## What the task asks
From the first line to the last, transcribe the material exactly.

## Source material
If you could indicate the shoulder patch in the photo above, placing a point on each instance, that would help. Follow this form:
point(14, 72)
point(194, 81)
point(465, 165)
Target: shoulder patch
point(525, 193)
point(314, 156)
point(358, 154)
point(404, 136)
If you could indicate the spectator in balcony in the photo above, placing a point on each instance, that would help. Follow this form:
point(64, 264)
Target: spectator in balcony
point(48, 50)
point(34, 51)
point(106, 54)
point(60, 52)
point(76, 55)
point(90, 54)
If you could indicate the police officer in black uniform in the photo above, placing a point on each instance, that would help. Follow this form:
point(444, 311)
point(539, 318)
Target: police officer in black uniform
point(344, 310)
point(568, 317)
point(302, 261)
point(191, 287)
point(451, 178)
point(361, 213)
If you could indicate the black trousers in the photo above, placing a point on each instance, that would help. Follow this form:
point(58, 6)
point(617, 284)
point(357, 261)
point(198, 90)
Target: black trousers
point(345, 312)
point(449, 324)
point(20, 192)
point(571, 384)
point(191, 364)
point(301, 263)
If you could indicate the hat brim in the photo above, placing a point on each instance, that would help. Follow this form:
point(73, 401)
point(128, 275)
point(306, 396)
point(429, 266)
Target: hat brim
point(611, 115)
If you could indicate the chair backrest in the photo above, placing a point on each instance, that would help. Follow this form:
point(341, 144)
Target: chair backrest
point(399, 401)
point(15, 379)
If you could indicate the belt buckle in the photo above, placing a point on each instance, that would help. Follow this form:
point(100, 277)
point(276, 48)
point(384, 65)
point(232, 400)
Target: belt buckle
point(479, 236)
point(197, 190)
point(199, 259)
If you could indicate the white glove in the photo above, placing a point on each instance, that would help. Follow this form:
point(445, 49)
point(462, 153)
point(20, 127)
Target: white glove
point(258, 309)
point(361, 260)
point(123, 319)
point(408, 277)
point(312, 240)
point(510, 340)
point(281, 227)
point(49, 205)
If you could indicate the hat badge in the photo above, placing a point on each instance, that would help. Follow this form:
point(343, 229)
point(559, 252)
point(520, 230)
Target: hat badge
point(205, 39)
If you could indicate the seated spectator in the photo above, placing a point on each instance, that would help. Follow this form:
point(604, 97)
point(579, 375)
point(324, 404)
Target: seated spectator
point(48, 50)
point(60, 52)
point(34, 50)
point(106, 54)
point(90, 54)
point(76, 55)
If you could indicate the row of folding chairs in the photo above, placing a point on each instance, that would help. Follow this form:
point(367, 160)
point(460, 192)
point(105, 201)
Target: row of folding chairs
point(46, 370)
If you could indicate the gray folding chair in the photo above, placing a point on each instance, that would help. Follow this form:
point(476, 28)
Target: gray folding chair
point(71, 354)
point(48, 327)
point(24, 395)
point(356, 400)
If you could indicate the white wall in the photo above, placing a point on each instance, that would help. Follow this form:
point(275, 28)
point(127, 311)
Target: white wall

## Answer to the exercise
If you could indicate the shoulder patch in the photo above, placing a point on each instance, that would help. Follow this form:
point(14, 72)
point(194, 81)
point(465, 165)
Target: shoulder patch
point(525, 193)
point(314, 156)
point(358, 154)
point(404, 136)
If you could indicate the spectator in balcony in the photo above, placing a point on each instance, that would help. Follow this form:
point(64, 264)
Target: spectator in balcony
point(48, 50)
point(34, 51)
point(106, 54)
point(60, 52)
point(76, 55)
point(90, 54)
If you could indicate the police officer in black uniform in the photo above, placing a point on each instance, that would help. Follow this form:
point(444, 311)
point(539, 318)
Target: police officer in black uniform
point(344, 310)
point(568, 317)
point(302, 261)
point(191, 287)
point(451, 178)
point(361, 213)
If you could indicate the black trousers in the photo above, placing a point on each instance, that would help. Follow this form:
point(58, 6)
point(617, 284)
point(357, 261)
point(198, 90)
Target: black trousers
point(345, 312)
point(449, 324)
point(20, 192)
point(571, 384)
point(191, 364)
point(301, 263)
If you could indicate the hat brim in the photo above, placing a point on each instance, that would help. Follow this form:
point(73, 401)
point(128, 275)
point(306, 396)
point(429, 266)
Target: hat brim
point(611, 115)
If you could indicate the chair backrest in the photo above, placing a point on each instance, that would help. Follow this form:
point(341, 144)
Target: chair backrest
point(399, 401)
point(15, 379)
If you could indicate the belt buckle in the photo above, placing a point on each instance, that would help. Follow this form:
point(100, 277)
point(276, 48)
point(384, 65)
point(232, 400)
Target: belt buckle
point(479, 236)
point(197, 190)
point(199, 259)
If you could indicate the white glove in the photo above, placing a point on each instance, that would help. Follow this form:
point(445, 49)
point(462, 153)
point(20, 127)
Target: white glove
point(258, 309)
point(361, 260)
point(123, 319)
point(408, 277)
point(312, 240)
point(510, 340)
point(281, 227)
point(49, 205)
If you could indicate the hat badge in the photo above, placing a point on each instance, that would help. Follow this form:
point(343, 229)
point(559, 252)
point(520, 230)
Target: hat badge
point(205, 39)
If you could indicate the seated spectator in the photo above, placing a point on each instance, that would help. Follow this form:
point(604, 97)
point(579, 375)
point(324, 404)
Target: seated spectator
point(48, 50)
point(60, 52)
point(34, 50)
point(106, 54)
point(90, 54)
point(76, 55)
If you could indicate the row of folding chairs in the photo above, placing a point on each instance, that would help. Follow this form:
point(367, 160)
point(460, 192)
point(105, 201)
Target: row of folding chairs
point(46, 370)
If you could indicate the gray folding chair in the photo above, placing a point on each instance, that would help. Follow this form:
point(476, 28)
Target: gray folding chair
point(71, 354)
point(48, 327)
point(24, 395)
point(356, 400)
If you could indicate the white wall in the photo above, placing a point on each instance, that would help. Follow this form:
point(275, 28)
point(127, 311)
Target: white wall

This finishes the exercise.